DOCUMENT EXCERPT »
Comic crisis means mirth dearth: sitcoms have thrived with standup stars, but current shortage spells trouble for TV.
Among the key ingredients in television's near-existential comedy crisis is a shortage of comics who can make the episodic leap. Instead, cable presents a horde of vehicles with niche appeal, including HBO's Dane Cook vanity project "Tourgasm," Louis C.K.'s erratic "Lucky Louie," Bravo's peculiar fascination with Kathy Griffin and Jeff Foxworthy's latest hoedown for CMT.
Times change, but it wasn't that long ago when standups stood tall in TV showcases possessing vast popularity, usually drawn all or in part from their acts. The high point stretched from Bill Cosby to its peak in the 1990s, when Roseanne, Tim Allen, Jerry Seinfeld, Paul Reiser, Garry Shandling, Brett Butler, Bob Sager, Drew Carey and Martin Lawrence all starred in long-running comedies.
Today, the well has virtually run dry, with "Everybody Loves Raymond" representing the last golden gush from that spigot.
"There's definitely a void in the standup comedy world, which leads to a void in comedy on television," says producer-manager George Shapiro, who enjoyed one of TV's great successes with "Seinfeld."
Of that earlier comedy class, Shapiro adds, "They had a distinctive point of view, a persona. Those people worked for years as standups. You don't see people emerging like that today. Maybe it was the work ethic."
Admittedly, the dilution of standup comedy is a familiar lament, especially pertaining to sitcoms. Hypnotized by the prospect of the next "Seinfeld" or "Home Improvement," networks and producers began signing young comics to development deals before they mastered five minutes for a latenight spot, much less a cohesive routine.
The current decade also has fueled the "stardom now" mentality, with reality shows--among them "Last Comic Standing"--promising instant fame to the terminally mediocre.
Whatever the combination of factors, it's clear standup comedy has experienced a setback vs. the 1970s and '80s, when those who would migrate to TV--enriching themselves and plenty of others--came of age.

EXTRACTED ENTRIES »
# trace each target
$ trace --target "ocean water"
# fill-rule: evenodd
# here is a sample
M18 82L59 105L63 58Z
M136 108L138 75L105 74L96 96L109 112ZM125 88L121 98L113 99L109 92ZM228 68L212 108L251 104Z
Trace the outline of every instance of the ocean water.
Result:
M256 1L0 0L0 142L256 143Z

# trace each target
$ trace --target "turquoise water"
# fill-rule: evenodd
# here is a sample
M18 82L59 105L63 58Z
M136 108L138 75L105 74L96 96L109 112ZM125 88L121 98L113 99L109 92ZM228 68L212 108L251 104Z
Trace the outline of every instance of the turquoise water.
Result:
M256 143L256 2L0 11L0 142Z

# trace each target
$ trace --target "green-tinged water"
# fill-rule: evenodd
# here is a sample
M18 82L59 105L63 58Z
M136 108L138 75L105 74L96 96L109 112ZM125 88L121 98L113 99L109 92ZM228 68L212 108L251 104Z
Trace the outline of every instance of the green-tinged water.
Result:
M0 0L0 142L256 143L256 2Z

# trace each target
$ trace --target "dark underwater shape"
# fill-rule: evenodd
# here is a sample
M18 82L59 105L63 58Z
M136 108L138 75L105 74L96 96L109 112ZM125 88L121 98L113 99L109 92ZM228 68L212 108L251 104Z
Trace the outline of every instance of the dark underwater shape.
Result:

REQUIRED TASKS »
A – List every television show title that the comedy-crisis article gives in quotation marks, naming each one once.
B – Answer these about the comedy-crisis article:
(i) Which show does it call the last golden gush from the standup spigot?
(ii) Who is the producer-manager quoted on the void in standup comedy?
(iii) Against which decades does it say standup comedy has experienced a setback?
C – Continue the comedy-crisis article from its final sentence.
The records come from a different source than the article.

ANSWERS FOR THIS EXERCISE »
A –
"Tourgasm"
"Lucky Louie"
"Everybody Loves Raymond"
"Seinfeld"
"Home Improvement"
"Last Comic Standing"

B –
(i) "Everybody Loves Raymond"
(ii) George Shapiro
(iii) The 1970s and '80s

C –
"At the time, the flavor in the clubs was first-person comedy, so you're telling stories about your life, about things that are relatable," recalls HBO chairman Chris Albrecht, who cut his professional teeth managing comics. "That's not as cool now ... as it was back then."
As evidence of the current comedy shortage, tune in to the Shatner roast that premiered Aug. 20, where host Jason Alexander dubbed the performing lineup a "who's that" of comedy--and on that score, he wasn't kidding.
The roster included roast regular Jeffrey Ross, Patton Oswalt, Howard Stern sidekick Artie Lange, Greg Giraldo, walking circus act Andy Dick and Lisa Lampanelli. After the 237th joke about George Takei, "Star Trek's" Mr. Sutu, coming out and acknowledging that he's gay, you'd have thought someone, anyone, might have tried winging it. Ditto for Farrah Fawcett, subjected to the same "You used to be hot" joke a few dozen times.
These comics can deliver a line, all right, but they lack the kind of well-developed act that can be parlayed into programming. Rather, this next generation has largely failed to produce material that creates the latticework for a series--that does the hard work, as one exec put it, of laying a show's foundation.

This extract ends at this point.